▸ Requirements: Rescale everything in the material below, from the line containing "Please indicate the boulanger" down to the end, repeating the requests unchanged and multiplying each point coordinate in the answers by 1.35, rounded to whole numbers with halves rounded up. Leave the pictures out.

▸ Supplied data:
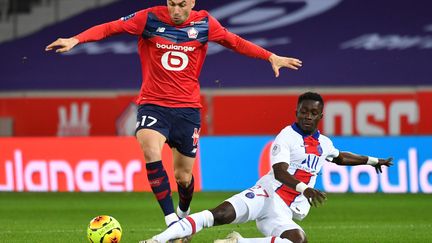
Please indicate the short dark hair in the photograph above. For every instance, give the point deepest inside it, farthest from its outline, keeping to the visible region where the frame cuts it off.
(310, 96)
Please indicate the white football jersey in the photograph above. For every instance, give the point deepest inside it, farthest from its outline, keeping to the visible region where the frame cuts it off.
(305, 155)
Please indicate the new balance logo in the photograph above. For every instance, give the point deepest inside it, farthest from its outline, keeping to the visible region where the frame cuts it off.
(76, 123)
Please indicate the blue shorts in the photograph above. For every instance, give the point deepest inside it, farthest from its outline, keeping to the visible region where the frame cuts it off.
(180, 126)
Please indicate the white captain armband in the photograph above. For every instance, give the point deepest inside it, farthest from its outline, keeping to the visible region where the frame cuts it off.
(300, 187)
(372, 161)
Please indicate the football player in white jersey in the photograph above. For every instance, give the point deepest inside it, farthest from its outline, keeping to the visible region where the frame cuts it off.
(286, 192)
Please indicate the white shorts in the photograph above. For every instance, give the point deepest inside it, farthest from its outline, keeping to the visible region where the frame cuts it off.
(272, 215)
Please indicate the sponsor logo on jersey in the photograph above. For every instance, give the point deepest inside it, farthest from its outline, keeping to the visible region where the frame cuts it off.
(128, 17)
(198, 22)
(193, 33)
(175, 47)
(160, 29)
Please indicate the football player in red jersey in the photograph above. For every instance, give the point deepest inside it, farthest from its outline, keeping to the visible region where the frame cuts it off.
(172, 47)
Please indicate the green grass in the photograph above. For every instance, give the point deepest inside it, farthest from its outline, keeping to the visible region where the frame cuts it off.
(63, 217)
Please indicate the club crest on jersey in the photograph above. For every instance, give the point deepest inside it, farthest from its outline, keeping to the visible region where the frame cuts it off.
(193, 33)
(128, 17)
(276, 149)
(250, 195)
(195, 136)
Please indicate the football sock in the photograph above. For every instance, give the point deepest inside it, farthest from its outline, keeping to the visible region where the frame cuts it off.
(271, 239)
(185, 195)
(187, 226)
(159, 183)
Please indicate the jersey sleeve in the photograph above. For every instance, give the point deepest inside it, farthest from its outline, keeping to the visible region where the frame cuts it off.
(220, 35)
(280, 149)
(133, 24)
(333, 151)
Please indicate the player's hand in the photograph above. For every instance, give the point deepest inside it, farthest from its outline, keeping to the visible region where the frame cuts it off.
(314, 197)
(386, 162)
(278, 62)
(62, 45)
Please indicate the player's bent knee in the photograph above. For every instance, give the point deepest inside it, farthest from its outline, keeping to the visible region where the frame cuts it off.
(295, 235)
(223, 214)
(184, 180)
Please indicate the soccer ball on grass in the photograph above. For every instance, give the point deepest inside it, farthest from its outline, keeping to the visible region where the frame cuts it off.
(104, 229)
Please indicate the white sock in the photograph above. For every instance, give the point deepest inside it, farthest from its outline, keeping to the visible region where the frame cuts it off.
(187, 226)
(170, 218)
(264, 240)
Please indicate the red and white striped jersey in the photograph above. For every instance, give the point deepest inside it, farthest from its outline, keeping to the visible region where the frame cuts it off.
(172, 55)
(305, 155)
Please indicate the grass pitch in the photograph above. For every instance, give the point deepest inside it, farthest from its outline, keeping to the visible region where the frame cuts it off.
(63, 217)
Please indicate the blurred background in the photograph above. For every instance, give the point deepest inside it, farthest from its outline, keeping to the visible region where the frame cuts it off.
(67, 121)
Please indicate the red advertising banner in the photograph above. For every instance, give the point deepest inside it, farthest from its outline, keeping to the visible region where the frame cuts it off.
(78, 164)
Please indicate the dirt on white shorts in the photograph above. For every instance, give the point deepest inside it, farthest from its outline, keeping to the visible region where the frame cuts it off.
(272, 215)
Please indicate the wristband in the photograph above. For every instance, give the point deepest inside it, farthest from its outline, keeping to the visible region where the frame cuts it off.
(372, 161)
(300, 187)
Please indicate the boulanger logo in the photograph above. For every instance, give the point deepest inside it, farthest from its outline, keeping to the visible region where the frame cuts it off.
(175, 47)
(174, 61)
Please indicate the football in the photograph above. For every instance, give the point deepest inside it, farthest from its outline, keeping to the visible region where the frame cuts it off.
(104, 229)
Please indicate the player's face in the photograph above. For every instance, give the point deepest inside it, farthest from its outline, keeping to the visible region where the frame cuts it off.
(179, 10)
(309, 113)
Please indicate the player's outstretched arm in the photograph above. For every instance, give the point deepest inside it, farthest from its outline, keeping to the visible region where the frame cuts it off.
(347, 158)
(62, 45)
(278, 62)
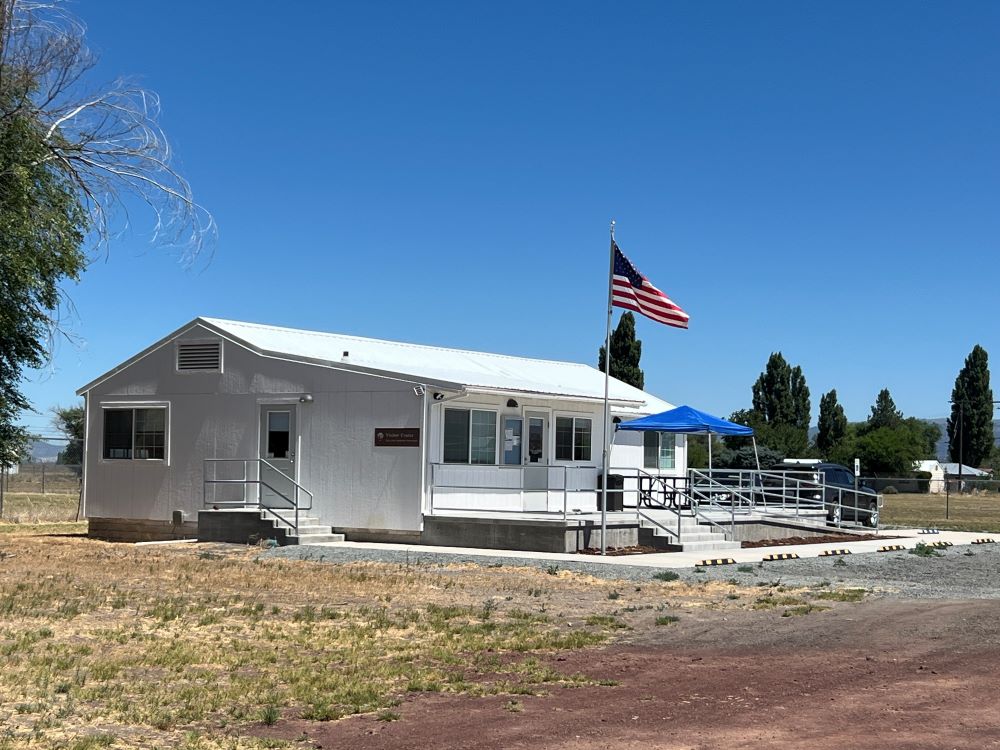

▸ Reply:
Please indicate the boulanger logo in the photograph above. For every instance, give the point deepest inside it, farthest from its outline, keeping to the visible region where the frame cuts it off.
(236, 63)
(235, 82)
Please indicate the football in the photograph above. For every instance, give the point deepest inside it, farthest from its outline, keeping to the visible region where the frame cuts it off.
(140, 309)
Please indicate the player's face in the photograph above. For every instance, give the point deepest inside it, farthest from its outline, keeping to the visible region where the frame cuts it off.
(242, 14)
(417, 153)
Please indicate the player's outstretched arm in the photograph above. For every instance, give the point deepest inside it, farthest from its outline, keeping to the visible region where the frame cuts it off.
(468, 213)
(84, 61)
(375, 84)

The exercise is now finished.